Short task
Could you output every row below word for word, leaving the pictures out?

── Data extract ──

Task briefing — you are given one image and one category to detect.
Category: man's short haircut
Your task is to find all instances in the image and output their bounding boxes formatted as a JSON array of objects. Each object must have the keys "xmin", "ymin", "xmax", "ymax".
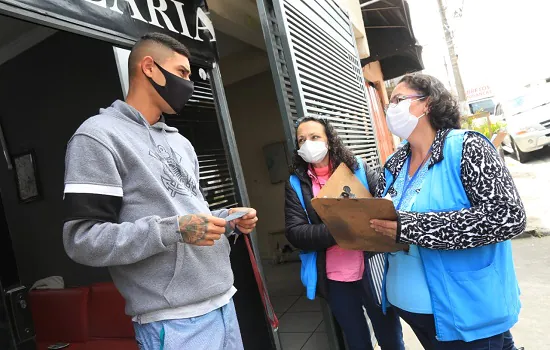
[{"xmin": 128, "ymin": 33, "xmax": 191, "ymax": 78}]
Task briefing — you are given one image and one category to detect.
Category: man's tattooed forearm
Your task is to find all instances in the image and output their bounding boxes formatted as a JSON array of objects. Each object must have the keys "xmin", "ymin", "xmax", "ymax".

───

Response to the exercise
Task briefing — you are given one image and one category to detect.
Category: man's short haircut
Your task is to find all instances in the image and output their bounding boxes formatted as a JSON array of objects. Each object must have the keys "xmin", "ymin", "xmax", "ymax".
[{"xmin": 128, "ymin": 33, "xmax": 191, "ymax": 78}]
Task briefing — you are given one image and one category to detect.
Category: man's tattooed forearm
Your task is to find all instances in the image and output their bounding boxes formatted as a JSON array of objects. Each object must have the keys "xmin", "ymin", "xmax", "ymax".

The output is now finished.